***** Article

October 6

9 Tips for landlords to keep tenants for longer

Extend rental contracts and avoid tenancy voids

According to a recent survey, buy-to-let landlords have around a 10% chance of their tenant moving on before the end of a tenancy. If this happens to you, your buy-to-let is likely to be non-income-producing for several weeks while you spend money trying to find another tenant. Suddenly your cash flow projection has flown out the window, and your property investment is in danger of treading water at best and sinking at worst.
If you’ve taken steps to make your residential lettings stand out from the crowd, you should re-tenant your property faster than average. However, with a few straightforward and effective strategies, you might be able to avoid tenants leaving early.
In this post, you’ll learn a few landlord tips that will help you retain the best tenants. Together with our clients we’ve used a variety of these ourselves. Some landlords have benefitted from long-term tenants who signed up for an initial tenancy period of six months. Eight or nine years later, they are still in the same home, paying the buy-to-let investor his rent with no questions asked.

1.    Give them a housewarming gift

Nothing extravagant, but a bottle of wine, cake or biscuits will create a great first impression. You’re someone who cares about their tenants from the very beginning.

2.    Remember birthdays and Christmas

Send a text or a card to wish them a good day. This is a friendly gesture without being ‘in your face’. At the end of the day, they are paying you a third of their income every month. Confirm that you care about their welfare with a card on special occasions.

3.    Act in a timely fashion

If your tenant calls or emails you with a problem, get back to them when you say you will. If you are tardy in your response, they’ll act the same way when it comes to paying the rent.

4.    Be approachable

Let the tenant know that you are the landlord who listens. It’s your responsibility to keep the property up to scratch. The last thing you want is for your tenant not to tell you of issues that arise because they feel they can’t talk to you. Small issues have a habit of becoming large problems if left – don’t make the tenant so uncomfortable that you don’t hear of the small issues until it is too late to resolve them.

5.    Be proactive

Let your tenant know that you are a landlord on the ball by being proactive. If you are aware that the oven is old and on its last legs, replace it before the tenant has to ask. Your life will be a lot easier, and your tenant will know they have a landlord in a million.

**********

* **Written task 1**
In the landlord tips, substitute "postcard" for "card" in the passage that begins at the words "Send a text" and stops after "on special occasions.".
* **Written task 2**
Translate this sentence from the landlord tips into Spanish: "Let the tenant know that you are the landlord who listens."
* **Written task 3**
According to the survey cited in the landlord tips, what chance do buy-to-let landlords have of their tenant moving on before the end of a tenancy?
The lines that come next are taken from a separate source.

***** Data supplied

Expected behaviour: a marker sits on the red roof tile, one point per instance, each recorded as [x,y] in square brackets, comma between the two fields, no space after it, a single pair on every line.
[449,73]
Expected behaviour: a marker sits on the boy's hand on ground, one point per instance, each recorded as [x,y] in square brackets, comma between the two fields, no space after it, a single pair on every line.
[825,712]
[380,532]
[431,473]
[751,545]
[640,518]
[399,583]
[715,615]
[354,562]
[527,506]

**********

* **Exercise answer 1**
Send a text or a postcard to wish them a good day. This is a friendly gesture without being ‘in your face’. At the end of the day, they are paying you a third of their income every month. Confirm that you care about their welfare with a postcard on special occasions.

* **Exercise answer 2**
Haga saber al inquilino que usted es el casero que escucha.

* **Exercise answer 3**
Around a 10% chance.